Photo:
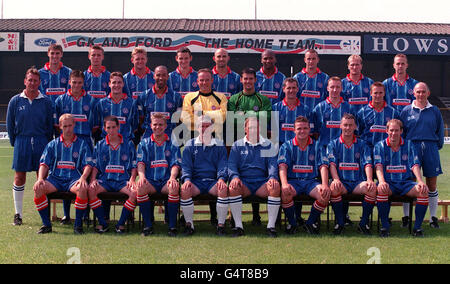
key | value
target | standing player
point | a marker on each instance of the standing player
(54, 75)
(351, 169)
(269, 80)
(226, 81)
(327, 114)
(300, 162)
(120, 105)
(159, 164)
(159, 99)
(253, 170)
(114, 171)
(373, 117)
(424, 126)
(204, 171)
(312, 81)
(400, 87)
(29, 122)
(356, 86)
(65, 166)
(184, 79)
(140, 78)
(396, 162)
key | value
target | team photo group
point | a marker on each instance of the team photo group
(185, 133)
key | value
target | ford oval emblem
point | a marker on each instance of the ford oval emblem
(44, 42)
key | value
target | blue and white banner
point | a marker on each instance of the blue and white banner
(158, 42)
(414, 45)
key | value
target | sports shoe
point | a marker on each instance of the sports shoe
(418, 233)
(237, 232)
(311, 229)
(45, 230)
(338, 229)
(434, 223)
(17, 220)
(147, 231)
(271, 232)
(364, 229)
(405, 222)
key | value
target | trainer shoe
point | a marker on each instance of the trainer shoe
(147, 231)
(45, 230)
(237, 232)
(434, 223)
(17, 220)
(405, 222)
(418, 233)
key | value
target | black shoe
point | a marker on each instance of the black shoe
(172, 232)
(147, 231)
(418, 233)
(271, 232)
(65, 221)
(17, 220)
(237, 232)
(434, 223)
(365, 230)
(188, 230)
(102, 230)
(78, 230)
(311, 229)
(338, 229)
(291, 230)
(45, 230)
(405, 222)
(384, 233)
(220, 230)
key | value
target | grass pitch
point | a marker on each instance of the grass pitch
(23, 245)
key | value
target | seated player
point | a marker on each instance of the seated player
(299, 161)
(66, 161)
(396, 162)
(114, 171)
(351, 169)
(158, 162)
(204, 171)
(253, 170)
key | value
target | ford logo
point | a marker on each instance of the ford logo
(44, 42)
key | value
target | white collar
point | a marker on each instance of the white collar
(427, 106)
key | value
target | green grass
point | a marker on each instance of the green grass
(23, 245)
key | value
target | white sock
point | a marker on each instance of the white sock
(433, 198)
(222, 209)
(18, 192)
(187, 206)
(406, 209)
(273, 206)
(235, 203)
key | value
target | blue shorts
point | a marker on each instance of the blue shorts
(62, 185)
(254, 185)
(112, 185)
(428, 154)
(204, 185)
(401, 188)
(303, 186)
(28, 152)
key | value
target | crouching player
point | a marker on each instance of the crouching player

◇ ◇ ◇ ◇ ◇

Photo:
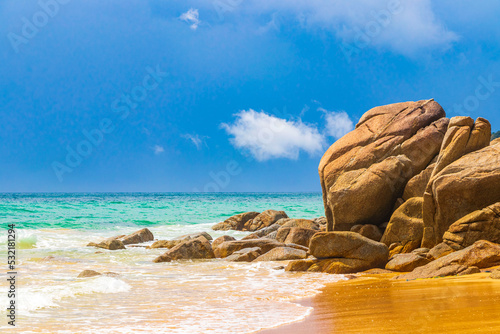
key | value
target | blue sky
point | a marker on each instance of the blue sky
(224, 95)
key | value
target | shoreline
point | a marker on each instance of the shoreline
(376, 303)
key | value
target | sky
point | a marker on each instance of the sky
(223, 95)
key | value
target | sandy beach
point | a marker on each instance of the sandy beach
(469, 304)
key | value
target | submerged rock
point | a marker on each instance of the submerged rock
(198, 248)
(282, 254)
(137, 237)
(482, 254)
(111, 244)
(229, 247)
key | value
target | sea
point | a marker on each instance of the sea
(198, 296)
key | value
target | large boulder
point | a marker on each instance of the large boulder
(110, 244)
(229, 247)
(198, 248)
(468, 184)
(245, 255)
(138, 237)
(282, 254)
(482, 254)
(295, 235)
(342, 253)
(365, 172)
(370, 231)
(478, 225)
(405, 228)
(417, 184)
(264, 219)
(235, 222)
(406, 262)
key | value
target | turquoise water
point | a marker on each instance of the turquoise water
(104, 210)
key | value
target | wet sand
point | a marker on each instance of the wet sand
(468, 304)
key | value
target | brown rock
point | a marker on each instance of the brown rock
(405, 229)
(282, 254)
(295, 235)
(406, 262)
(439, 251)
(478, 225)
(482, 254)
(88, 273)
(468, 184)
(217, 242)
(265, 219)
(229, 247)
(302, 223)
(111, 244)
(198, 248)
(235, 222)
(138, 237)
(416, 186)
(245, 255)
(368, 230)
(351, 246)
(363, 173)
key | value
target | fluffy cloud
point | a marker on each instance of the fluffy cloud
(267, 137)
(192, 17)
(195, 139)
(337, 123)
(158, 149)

◇ ◇ ◇ ◇ ◇

Search the entries above for the string "crouching". Copy each line that holds it.

target | crouching player
point | a marker on each instance of the crouching player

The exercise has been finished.